By Salahuddin I. Imam

It's always very tense before a show starts -- for the performers, doubts about another road-audience, for the crowd, the tightness of anticipation. Preparations continue in the last minutes on amps and mikes and lights. In a blue-carpeted backroom deep within the Boston Tea Party, the Jeff Beck Group kicks around a squishy soccer ball.

Out in the dark dance hall -- too packed, obviously, for dancing -- the younger boys and girls are remarkably adept with each other. They must learn at high school to flit around casually and effortlessly.

The soccer ball bounces harmlessly off a streaking red tuned-up guitar. "Nahh. We never eat a big meal before we go on. If you're stuffed you get too self-satisfied on stage and then you can't play very well, can you? You have to be ugly inside to make it all come out." Said Jeff Beck.

The music is thundering and the light show irrelevant. Jeff Beck a streaming presence jerking, in sweat, on his guitar laying sheet after sheet of sound authoritatively down. The great Nicky Hopkins in one corner of the stage hunched over piano holding together the music with his discreet and rippling underpinning. Mick Waller on drums, his eyes fixed on Beck, face contorting, eyes glazed, his arms chopping, producing a sharp and clear rattling as each drumbeat rams more or less neatly into Beck's flying notes. Rod Stewart, the singer, a man of flinty beauty, and a fertile smile, has a tingling roughness in his voice.

THE ELECTRIC lead guitar is to rock-blues music what the violin is to classical--the supreme voice of the medium. Jeff Beck understands very well that a man who masters guitar has tapped an enormous source of energy. Having done so, he relishes in his freedom and glory much as a racing driver thrills to the knowledge that he is in control of a powerful machine, one that can destroy him if it goes out of control.

The Jeff Beck Group has a number called "Beck's Boogie" that the group does early in each show. The format is simple: Beck plays the melody of the line "Mary had a little lamb" solo, and then the rest of the players crash in with a few bars of straight percussion. Silence again, and Beck repeats the phrase. Each time, however, he does it a little differently and uses different elements of the guitar. Once he plays it entirely on the frets, once using wah-wah pedal, once slapping the strings with his open palm. The improvisation gets more and more complex and yet the melody is still recognizable, though made up of different timbres and tones each time around.

Every time there is a breahtless moment as Beck deliberately lengthens the melody, playing furiously, leaving the audience overhanging, teetering until the rest of the group climaxes with a rumbling flourish.

Quite apart from the fact that this number is artfully constructed for its dramatic moments, "Beck's Boogie" serves to establish in its astounding variety the basic premise: I, Jeff Beck, have such resources at my command.

In addition, Beck has learnt his blucs from B.B. King and like the great master he loves to accumulate tension until a song builds up to such a pressure as to appear to burst apart from within.

This is not to say however that Jeff Beck, for all his domineering guitar activity, would be anything without the consistent and helpful backing that he gets from the rest of his group. Leaving aside Nicky Hopkins for the moment, it is clear that Waller, Stewart, and Ron Wood, who plays bass, are above average as performers in their own right, and superb in combination with Jeff Beck.

| Material provided |
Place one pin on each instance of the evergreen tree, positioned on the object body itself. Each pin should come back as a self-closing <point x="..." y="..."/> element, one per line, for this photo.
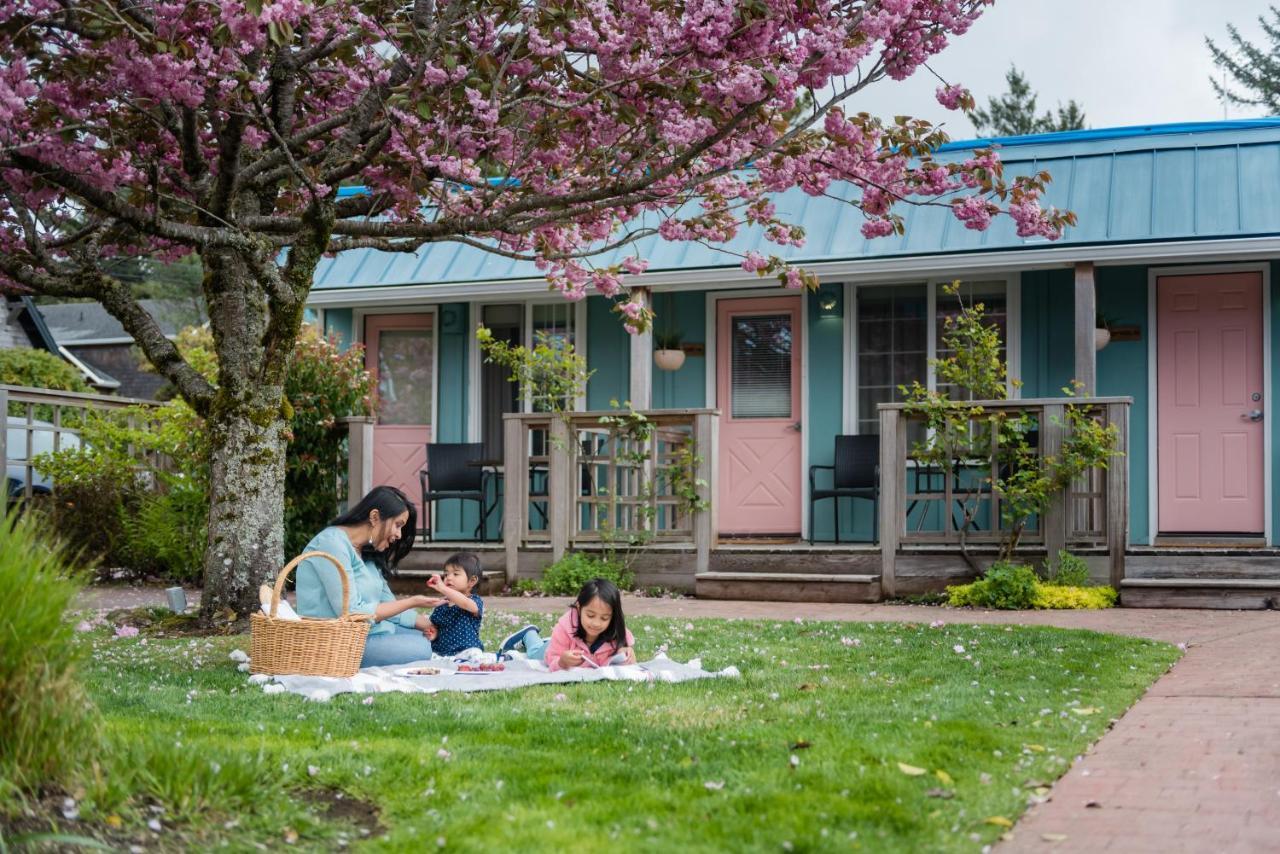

| Challenge 1 |
According to the concert review, what melody does Jeff Beck play solo in "Beck's Boogie"?
| Challenge 2 |
Turn the paragraph of the concert review beginning "The Jeff Beck Group has a number called" into a short bulleted list that keeps its main facts.
| Challenge 3 |
Write the next part of the concert review, starting after its final sentence.
The material was gathered from another source.

| Written response 1 |
The line "Mary had a little lamb."

| Written response 2 |
- The group performs "Beck's Boogie" early in each show.
- Beck plays the melody of "Mary had a little lamb" solo, then the rest of the band crashes in with a few bars of straight percussion.
- After a silence, Beck repeats the phrase, each time differently and with different parts of the guitar: once entirely on the frets, once with the wah-wah pedal, once slapping the strings with his open palm.
- The improvisation becomes more complex, yet the melody stays recognizable despite changing timbres and tones.

| Written response 3 |
There is much improvisation, and this would not be conceivable were the others not equally musicaly aware. At any session any one of them is free to give the others a progression to pick up and explore. More often than not, however, Beck provides the ideas. It is the nature of the electric guitar to be the lead stimulus.

One of the more memorbale instances of the group's easy relationship in performance came during an instrumental number called "Mother's Rice Pudding." Ron Wood, who says that he usually sticks to the "basic bass progressions on the blues stuff," suddenly opened up and played a bristling rock-bass solo. This has since been included in the song, and the number which started as a jam one night in San Francisco continues to grow.

Sometimes, however, the improvisation can be precarious. Beck has admitted that it is quite possible for there to be two different basic progressions going at the same time, but he and Hopkins both agree that their predominant guideline is whether something "sounds right at the moment. We don't worry about its purity or anything."

Nevertheless such frenzied and soaring musical improvisation -- in the presence of an insistent and mercurial guitarist like Jeff Beck -- cries out for a disciplining influence. And so Nicky Hopkins, ex-studio musician.

In retrospect, it is clear that last summer when the Jeff Beck Group took the country by storm, the group was basically unformed and quite rough at the edges, although always vital and exciting. With the addition of Nicky Hopkins the group has entered a period of maturity and has taken on a new dimension. If Jeff Beck did not have Hopkins, he would have had to invent him.

Nicky Hopkins is one of the greatest musicians that the London rock-renaissance has yet produced. For years he has been a mysterious presence on the records of nearly every major British group. His latest triumphs include the piano bits on the Beatles' "Revolution" and the Stones' forthcoming album "Beggar's Banquet," some tracks of which, reportedly, he virtually dominates. A slim slight man of stooping build, he is shy and gentle. Big glistening eyes and a relaxing smile.

Why did you finally join up with someone?

"I was getting tired of being a studio musician. Some of the stuff I had to play was such rubbish anyway. I chose Jeff Beck because, really, this is the kind of music that I find most satisfying. Rock and blues especially gives me a chance to experiment a little, you know. And Jeff Beck himself is great as a player and it's very interesting doing things with him. Also, I get such a kick out of playing live, the audience reaction thing you know is new to me."

Hopkins and Beck work marvellously together in concert, especially on the long and extended blues solos that will never find their way onto a record in entirety. Not to mention the special thing that Beck and Mick Waller have going. (It is the virtue of the Jeff Beck Group that even within the together sound there is room for special partnerships.) Waller, drumming, is anguished in expression and his hands fly at Jeff's beckoning. Beck stands right by his shoulder watching the drum rallies shake the notes out of his guitar so they slip into the crevices of the beat. Waller too was a studio musician of renown before Beck acquired him, and he too particularly enjoys the freedom and excitement of playing with this group.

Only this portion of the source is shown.